- _Extrait fourni_
Mais l’auto-expérimentation se répandit au-delà des cercles scientifiques. Dans son poème Lysergic Acid, Ginsberg, fervent consommateur aux côtés de Timothy Leary, en restitua sensiblement l’expérience.
Dérèglement des sens
Jack Kerouac, lui aussi, connut l’hôpital psychiatrique, fin 1942, lorsque, engagé dans l’US Navy, il simula la folie pour échapper au bâtiment de guerre. Mais la simulation ne fut pas qu’un pur simulacre ; elle procédait d’une stratégie réfléchie, prise à son propre piège. La folie, d’une certaine manière, le rattrapa, comme si elle était déjà là , tapie au fond d’un esprit chagrin. Kerouac se perdit aussitôt après son renvoi dans les bas-fonds de New York, flirtant avec une forme de démence, telle que la norme psychiatrique dominante en définit le cadre.

- _Consigne_
Pouvez-vous prolonger le texte sur Ginsberg, Kerouac et la folie à partir de sa dernière phrase ?

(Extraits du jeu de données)
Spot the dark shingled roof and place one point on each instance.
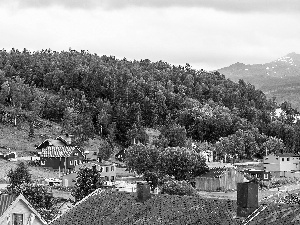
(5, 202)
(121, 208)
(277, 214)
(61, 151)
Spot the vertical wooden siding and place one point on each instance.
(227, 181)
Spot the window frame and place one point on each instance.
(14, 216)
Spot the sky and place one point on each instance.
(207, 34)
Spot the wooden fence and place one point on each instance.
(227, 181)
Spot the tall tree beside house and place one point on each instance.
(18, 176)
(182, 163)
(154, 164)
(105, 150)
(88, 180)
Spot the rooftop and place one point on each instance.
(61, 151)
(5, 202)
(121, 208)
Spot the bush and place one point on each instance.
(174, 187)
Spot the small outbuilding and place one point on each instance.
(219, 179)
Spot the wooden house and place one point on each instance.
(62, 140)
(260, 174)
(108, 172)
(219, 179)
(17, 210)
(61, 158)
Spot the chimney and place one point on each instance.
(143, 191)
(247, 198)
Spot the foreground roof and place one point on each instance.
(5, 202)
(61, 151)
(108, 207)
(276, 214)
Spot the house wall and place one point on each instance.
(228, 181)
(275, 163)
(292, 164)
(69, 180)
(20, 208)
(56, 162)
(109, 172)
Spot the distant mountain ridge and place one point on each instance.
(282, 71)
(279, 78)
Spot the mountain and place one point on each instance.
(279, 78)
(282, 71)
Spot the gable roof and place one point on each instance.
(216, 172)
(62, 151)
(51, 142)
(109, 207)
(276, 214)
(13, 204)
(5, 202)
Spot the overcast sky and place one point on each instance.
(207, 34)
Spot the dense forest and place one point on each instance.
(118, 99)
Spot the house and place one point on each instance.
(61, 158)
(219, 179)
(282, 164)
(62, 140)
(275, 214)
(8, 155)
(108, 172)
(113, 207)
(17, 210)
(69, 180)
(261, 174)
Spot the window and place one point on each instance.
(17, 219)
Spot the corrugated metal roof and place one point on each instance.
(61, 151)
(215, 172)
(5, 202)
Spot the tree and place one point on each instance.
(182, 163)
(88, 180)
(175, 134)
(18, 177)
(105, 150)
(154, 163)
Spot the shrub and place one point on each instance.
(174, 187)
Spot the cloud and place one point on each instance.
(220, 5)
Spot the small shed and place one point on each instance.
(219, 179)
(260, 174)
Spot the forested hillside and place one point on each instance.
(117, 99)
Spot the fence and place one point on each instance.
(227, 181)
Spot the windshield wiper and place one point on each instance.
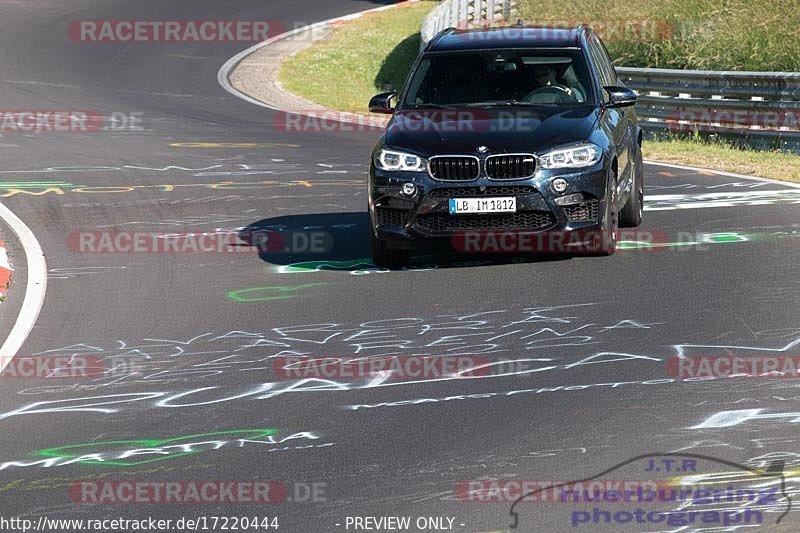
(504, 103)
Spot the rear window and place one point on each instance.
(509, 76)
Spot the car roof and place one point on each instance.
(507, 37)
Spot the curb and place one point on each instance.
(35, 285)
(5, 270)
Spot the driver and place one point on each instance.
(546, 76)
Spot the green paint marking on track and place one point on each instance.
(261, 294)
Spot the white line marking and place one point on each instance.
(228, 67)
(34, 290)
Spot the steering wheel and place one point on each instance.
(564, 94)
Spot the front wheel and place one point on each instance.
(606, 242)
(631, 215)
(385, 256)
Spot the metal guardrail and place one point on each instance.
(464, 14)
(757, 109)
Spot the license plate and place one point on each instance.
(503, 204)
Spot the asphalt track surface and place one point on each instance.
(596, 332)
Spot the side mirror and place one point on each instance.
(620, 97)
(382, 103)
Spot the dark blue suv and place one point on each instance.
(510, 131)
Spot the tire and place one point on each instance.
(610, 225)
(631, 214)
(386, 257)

- _Réponse_
Burroughs souligne dans son roman Junky que “l’équation de la
came” dépasse le plaisir et forme un mode de vie en soi, telle une nécessité dont même le hasard ne peut faire dériver le cours. Burroughs est celui qui est allé le plus loin sur ce chemin, jusqu’au “terminus de la
came”, au moment où il vivait à Tanger en 1954.
Dès les années 1930, l’écrivain, diplômé de médecine, a fréquenté des psychiatres, qui ne pouvaient déjà rien pour lui, sinon le dégoûter de leur présence à ses côtés. Mais de quelle santé les psychiatres, comme le fameux docteur Hicks, proche d’Allen Ginsberg, pouvaient-ils prétendre se préoccuper quand ils faisaient face, dans l’enceinte d’un asile, à ces écrivains déchaînés pour qui rien ne comptait plus que la santé d’un corps dans lequel l’âme avait droit à tous les déséquilibres pourvu qu’elle anime la vie, qu’elle bouscule les normes, qu’elle égaie le quotidien, qu’elle surprenne les habitudes ? Que pouvait bien faire la psychiatrie de ces poètes furieux autant que furieux tout court, sinon tenter de les remettre en vain sur le droit chemin normatif de la société américaine ?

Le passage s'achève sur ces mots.